(AVAILABLE DATA):
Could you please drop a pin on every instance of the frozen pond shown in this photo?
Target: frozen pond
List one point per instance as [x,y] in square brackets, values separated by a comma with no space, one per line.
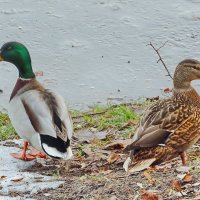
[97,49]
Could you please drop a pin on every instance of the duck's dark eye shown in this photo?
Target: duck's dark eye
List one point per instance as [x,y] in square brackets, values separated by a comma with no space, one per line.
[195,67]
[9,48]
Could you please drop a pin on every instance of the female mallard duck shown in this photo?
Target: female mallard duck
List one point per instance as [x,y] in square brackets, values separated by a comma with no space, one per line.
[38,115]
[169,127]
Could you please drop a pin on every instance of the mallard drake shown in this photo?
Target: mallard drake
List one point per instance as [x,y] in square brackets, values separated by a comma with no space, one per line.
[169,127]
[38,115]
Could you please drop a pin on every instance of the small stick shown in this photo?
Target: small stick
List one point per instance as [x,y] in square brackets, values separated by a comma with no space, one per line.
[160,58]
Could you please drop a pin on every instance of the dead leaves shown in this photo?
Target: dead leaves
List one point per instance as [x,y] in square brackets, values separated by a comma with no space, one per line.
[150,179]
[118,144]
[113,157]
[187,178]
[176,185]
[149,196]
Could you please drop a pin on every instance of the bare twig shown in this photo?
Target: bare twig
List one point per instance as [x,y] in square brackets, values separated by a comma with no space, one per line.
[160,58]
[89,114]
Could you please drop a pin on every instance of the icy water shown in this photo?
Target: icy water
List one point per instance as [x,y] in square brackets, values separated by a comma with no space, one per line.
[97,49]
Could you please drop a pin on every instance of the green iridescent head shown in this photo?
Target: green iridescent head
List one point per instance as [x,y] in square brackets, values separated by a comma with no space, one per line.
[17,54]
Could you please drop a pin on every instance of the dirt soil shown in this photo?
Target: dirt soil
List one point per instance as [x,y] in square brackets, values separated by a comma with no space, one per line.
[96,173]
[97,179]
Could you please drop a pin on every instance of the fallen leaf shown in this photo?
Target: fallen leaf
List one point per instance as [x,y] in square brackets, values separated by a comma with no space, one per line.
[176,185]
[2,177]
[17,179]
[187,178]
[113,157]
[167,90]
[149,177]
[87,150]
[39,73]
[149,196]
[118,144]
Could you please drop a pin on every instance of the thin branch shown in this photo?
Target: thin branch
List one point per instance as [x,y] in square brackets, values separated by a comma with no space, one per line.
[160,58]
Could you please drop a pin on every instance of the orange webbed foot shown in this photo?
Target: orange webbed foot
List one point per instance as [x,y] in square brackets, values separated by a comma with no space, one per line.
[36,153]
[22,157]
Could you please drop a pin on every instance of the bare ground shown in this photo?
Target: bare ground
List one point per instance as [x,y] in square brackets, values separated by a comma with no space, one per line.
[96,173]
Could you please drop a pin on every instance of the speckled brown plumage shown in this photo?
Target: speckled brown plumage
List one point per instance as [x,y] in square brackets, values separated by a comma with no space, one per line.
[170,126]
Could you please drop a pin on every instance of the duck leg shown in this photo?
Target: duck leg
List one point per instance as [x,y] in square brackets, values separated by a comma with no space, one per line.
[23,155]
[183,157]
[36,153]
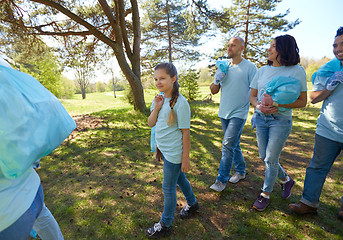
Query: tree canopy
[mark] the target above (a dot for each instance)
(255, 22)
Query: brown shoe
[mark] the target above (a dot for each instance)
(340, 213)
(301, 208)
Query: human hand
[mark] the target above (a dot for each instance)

* * *

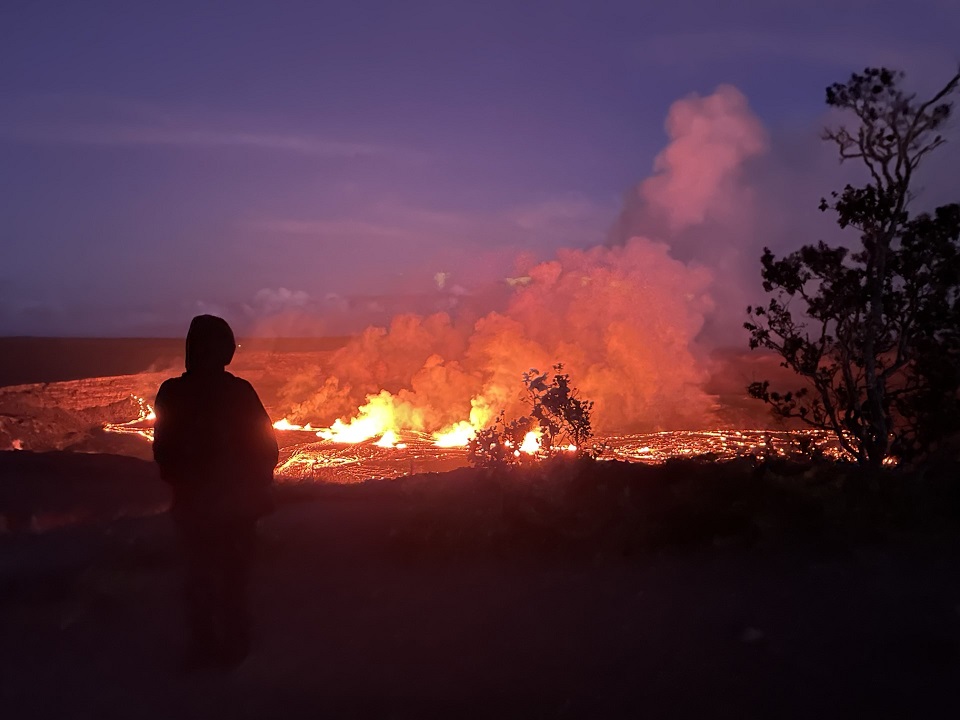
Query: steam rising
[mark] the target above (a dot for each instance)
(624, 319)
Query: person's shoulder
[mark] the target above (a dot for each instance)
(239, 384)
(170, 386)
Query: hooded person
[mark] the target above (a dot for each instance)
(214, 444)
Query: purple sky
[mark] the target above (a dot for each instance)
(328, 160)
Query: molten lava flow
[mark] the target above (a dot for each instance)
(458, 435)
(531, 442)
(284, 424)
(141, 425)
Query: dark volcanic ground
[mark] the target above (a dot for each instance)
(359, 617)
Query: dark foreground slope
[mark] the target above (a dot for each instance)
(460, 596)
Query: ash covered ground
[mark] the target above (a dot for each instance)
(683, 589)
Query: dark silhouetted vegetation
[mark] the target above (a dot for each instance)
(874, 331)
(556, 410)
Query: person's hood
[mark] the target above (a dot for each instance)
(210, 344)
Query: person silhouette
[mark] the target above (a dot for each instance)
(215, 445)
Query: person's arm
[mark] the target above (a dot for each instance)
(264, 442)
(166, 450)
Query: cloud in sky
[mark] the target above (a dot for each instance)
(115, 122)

* * *

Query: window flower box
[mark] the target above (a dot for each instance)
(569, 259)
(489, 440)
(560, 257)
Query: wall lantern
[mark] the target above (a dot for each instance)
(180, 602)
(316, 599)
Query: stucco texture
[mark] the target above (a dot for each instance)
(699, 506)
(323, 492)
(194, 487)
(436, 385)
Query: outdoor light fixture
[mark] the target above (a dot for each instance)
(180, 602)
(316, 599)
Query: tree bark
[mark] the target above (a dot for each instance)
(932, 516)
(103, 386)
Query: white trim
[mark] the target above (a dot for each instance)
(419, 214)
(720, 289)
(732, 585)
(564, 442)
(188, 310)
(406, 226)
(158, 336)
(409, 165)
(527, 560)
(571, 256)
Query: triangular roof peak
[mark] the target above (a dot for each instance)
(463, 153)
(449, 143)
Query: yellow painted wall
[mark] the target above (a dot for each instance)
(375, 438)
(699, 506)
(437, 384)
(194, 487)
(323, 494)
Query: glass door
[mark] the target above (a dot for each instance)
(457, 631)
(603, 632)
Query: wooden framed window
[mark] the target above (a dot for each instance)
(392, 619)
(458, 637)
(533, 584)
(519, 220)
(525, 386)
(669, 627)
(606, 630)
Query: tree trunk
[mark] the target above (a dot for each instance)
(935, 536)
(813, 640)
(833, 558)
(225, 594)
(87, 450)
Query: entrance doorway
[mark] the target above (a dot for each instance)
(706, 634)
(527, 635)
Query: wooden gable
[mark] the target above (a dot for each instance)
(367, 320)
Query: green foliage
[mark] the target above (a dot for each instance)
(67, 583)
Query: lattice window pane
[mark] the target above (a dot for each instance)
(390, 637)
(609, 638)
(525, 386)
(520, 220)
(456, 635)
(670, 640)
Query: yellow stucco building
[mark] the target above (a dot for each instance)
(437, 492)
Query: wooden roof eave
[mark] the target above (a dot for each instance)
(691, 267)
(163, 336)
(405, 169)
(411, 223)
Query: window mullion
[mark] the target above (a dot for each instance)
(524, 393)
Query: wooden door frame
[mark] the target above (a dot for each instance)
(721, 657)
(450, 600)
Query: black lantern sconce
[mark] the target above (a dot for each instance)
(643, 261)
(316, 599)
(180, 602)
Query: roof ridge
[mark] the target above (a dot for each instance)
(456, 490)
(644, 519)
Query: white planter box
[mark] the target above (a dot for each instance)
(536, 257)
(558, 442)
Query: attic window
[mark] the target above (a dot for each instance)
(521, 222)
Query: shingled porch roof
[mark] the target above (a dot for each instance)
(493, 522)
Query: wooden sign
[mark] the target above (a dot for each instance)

(REQUIRED WORK):
Return exactly the lines above from the line that has "duck shown in this photo?" through the line that has "Target: icy water", inclusive, and nothing else.

(TASK RESULT):
Could you please drop a pin on every instance of the female mallard duck shown in this photo?
Target: female mallard duck
List one point per instance as [x,y] in square brackets, values separated by a comma with no space, one per line.
[38,115]
[169,127]
Could you please drop a pin on every instance of the mallard drake shown in this photo?
Target: mallard drake
List one point per instance as [x,y] in square brackets, values separated by a comma with no space, one per line.
[169,127]
[38,115]
Could you please drop a pin on every instance of the small stick shown in this photo?
Target: small stick
List one point per instance as [x,y] in square brackets, values separated by a comma with no space, one per line.
[160,58]
Could you please drop a pin on every instance of the dead leaves shown in this photo?
Target: dead leaves
List one point per instance as [x,y] in square brackets, values separated by a comma with no space, one per line.
[150,179]
[118,144]
[113,157]
[187,178]
[176,185]
[149,196]
Could you please drop a pin on every instance of the bare twig shown in this photo?
Target: bare twig
List one point per instance as [x,y] in square brackets, values separated by a comma with no space, one per line.
[160,58]
[89,114]
Could you please drop a pin on every instance of the icy water shown in this photo?
Target: icy water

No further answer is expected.